[Activity] Report how many lines below include the string "white". Please keep the reply to that number.

□ □ □ □

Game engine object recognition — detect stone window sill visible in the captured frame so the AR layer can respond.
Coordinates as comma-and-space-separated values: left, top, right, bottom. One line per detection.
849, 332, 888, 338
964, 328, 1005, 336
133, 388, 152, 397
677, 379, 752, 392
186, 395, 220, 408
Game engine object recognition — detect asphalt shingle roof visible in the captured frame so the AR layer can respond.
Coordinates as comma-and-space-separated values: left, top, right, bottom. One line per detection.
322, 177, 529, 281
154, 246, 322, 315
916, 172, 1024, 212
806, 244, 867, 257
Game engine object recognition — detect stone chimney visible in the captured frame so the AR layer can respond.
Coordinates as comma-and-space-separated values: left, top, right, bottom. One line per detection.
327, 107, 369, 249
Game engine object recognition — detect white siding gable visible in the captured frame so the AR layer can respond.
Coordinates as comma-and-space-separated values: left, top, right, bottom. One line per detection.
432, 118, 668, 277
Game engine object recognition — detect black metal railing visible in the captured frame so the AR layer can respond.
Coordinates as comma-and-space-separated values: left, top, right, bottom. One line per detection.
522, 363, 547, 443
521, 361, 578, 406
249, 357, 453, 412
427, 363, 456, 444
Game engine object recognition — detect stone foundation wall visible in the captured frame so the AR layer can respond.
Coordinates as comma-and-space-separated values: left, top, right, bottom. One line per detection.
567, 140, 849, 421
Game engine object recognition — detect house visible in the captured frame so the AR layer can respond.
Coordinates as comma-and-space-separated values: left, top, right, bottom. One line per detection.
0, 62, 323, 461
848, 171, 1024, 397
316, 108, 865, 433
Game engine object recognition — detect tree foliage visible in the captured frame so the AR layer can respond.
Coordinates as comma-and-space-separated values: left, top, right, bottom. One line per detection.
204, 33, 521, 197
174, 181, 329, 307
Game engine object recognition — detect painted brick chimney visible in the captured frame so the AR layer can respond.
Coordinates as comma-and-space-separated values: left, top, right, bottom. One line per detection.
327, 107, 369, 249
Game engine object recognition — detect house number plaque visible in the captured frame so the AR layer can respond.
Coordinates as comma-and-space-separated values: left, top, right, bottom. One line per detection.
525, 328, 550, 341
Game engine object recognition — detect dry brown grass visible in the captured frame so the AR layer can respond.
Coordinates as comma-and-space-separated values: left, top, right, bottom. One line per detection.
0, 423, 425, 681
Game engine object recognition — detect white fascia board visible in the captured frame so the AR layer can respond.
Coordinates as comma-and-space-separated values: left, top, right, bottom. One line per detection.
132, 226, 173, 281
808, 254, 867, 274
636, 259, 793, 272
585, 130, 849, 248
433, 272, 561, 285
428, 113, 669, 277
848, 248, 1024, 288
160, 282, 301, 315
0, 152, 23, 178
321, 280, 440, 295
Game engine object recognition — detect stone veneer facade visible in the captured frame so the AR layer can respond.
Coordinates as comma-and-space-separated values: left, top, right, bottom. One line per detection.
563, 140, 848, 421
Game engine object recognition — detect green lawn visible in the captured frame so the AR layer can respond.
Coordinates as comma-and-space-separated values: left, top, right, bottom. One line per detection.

□ □ □ □

[Exercise result] 2